_PROMPT A_
Answer these questions from the piece on Frazier's time with the Vikings:
(i) For how many seasons was Frazier Childress' defensive coordinator?
(ii) What was Frazier's record over the final six games of 2010?
(iii) What share of his passes did Christian Ponder complete?
_PROMPT B_
Reproduce word for word the stretch of the piece on Frazier's Vikings years from "A big reason" through "a knee injury.".
_PROMPT C_
Carry on the piece about Frazier's years with the Vikings from the point where it stops.

_TEXT SEGMENT_
Running the Vikings defense

Frazier took his Super Bowl ring and joined Brad Childress’ staff in Minnesota the next season. He served as Childress’ defensive coordinator for three-and-half seasons

Frazier’s defenses were great against the run as they never finished out of the league’s top-10. The pass defense had mixed results. It was the worst in 2007 but did well enough in 2009 to help get Brett Favre and the Vikings to the NFC Championship Game.

That 2009 defense was top 10 in the league in points allowed and total yards. The Vikings won two NFC North titles and went 33-25 with Frazier controlling the defense. Eight defensive players made the Pro Bowl and two were named first-team All-Pro.

Head coaching run

In 2010, Minnesota got off to a 3-7 start and Childress was fired as a result. Frazier was tapped as the interim head coach to lead the Vikings through the final six games.

He went 3-3 and got to serve as Favre’s last head coach. The work he did was enough to warrant removing the interim tag.

Also, this is the part where most Bears fans start to sour on Frazier as his three years as Vikings head coach was not outstanding.

In terms of coaching staffs, he built this staff in his first year as head coach and it remained mostly the same during his tenure. That staff featured Chicago Bears legend Mike Singletary and current Cleveland Browns head coach Kevin Stefanski

Frazier also tapped Dennis Polian to be his assistant who happens to be Bill Polian’s son. Winning consistently, failure in developing a quarterback, and poor defensive play plagued Frazier’s tenure.

In his first full season, the Vikings finished 3-13. The Vikings tried to see if quarterback Donovan McNabb had any of his dynamic play left in him and he did not. Frazier then turned to rookie Christian Ponder for the rest of the season. Ponder threw for 1853 yards, 13 touchdowns along with 13 interceptions. He was woefully completing just 54% of his passes.

A big reason Minnesota only won only three games was the defense ranked 31st in points allowed. It also did not help that star running back Adrian Peterson was lost for the season after Week 12 with a knee injury.

_Excerpts from point annotation data_
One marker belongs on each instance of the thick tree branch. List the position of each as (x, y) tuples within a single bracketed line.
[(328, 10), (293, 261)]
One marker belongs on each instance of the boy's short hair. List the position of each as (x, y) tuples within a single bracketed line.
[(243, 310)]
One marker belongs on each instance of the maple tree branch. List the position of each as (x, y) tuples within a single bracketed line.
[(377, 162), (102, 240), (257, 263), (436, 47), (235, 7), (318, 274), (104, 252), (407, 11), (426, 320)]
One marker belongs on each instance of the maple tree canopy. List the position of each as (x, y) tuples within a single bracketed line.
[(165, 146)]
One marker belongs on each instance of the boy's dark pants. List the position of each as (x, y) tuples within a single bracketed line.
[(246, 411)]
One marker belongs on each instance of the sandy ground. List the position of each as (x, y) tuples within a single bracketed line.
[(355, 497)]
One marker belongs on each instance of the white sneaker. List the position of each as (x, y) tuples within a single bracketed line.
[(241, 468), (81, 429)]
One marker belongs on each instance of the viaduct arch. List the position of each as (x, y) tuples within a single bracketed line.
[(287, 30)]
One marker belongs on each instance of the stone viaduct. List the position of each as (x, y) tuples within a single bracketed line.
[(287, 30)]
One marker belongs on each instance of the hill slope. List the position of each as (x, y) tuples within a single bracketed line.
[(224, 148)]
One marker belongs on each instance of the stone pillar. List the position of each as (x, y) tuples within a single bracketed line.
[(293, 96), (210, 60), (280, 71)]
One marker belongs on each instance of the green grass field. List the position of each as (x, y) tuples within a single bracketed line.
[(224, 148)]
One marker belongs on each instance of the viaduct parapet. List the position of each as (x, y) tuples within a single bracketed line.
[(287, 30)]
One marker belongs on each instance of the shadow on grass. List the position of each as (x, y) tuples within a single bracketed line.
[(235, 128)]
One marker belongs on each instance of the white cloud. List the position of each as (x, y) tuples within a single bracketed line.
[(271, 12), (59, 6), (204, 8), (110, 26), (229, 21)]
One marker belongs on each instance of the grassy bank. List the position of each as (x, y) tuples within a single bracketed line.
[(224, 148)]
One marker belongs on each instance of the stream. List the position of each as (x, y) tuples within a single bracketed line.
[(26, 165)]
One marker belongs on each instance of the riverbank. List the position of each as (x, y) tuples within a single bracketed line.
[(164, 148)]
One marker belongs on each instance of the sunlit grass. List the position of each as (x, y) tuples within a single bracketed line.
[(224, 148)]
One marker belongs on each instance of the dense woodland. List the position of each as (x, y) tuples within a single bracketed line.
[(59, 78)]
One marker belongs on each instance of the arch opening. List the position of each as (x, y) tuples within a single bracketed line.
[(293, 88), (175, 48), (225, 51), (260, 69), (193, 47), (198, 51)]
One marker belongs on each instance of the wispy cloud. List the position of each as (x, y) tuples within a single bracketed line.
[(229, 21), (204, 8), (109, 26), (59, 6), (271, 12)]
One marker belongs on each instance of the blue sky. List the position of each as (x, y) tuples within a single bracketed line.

_EXPECTED ANSWER A_
(i) Three and a half seasons
(ii) 3-3
(iii) 54%

_EXPECTED ANSWER B_
A big reason Minnesota only won only three games was the defense ranked 31st in points allowed. It also did not help that star running back Adrian Peterson was lost for the season after Week 12 with a knee injury.

_EXPECTED ANSWER C_
The Vikings made the playoffs in 2012 thanks in a large part to Peterson’s MVP season. The Vikings got 2097 rushing yards from Peterson but the passing offense was one of the worst in the league. Ponder started all 16 games as he threw for 2935 yards, 18 touchdowns, and was picked off 12 times.

Ironically, the Vikings beat the Green Bay Packers on the last day of the season to sneak into the playoffs and knocked out the Chicago Bears from playoff contention. The Vikings had to turn around and face the Packers again in the playoffs at Lambeau Field but Ponder was unable to play in the game. With Joe Webb at quarterback, the Vikings could not muster much offense and lost 24-10.

Frazier’s final season as head coach is when the wheels came off for Minnesota. The Vikings went 5-10-1, allowed the most points in the league, and featured one of the worst defenses in the league. Ponder failed to develop into the franchise quarterback and Matt Cassel could not duplicate his success in New England. Frazier was fired after the season ended.

Ponder’s final stats under Frazier were 6,436 passing yards, 38 touchdown passes, and 34 interceptions. Frazier started seven different quarterbacks in his three-plus seasons as head coach.

While he switched defensive coordinators after the 2011 season, he stuck with Bill Musgrave as his offensive coordinator through his entire time as head coach. Plus, the roster started to age, especially on defense, and Frazier was never able to elevate the team to better play with the exception of the 2012 season.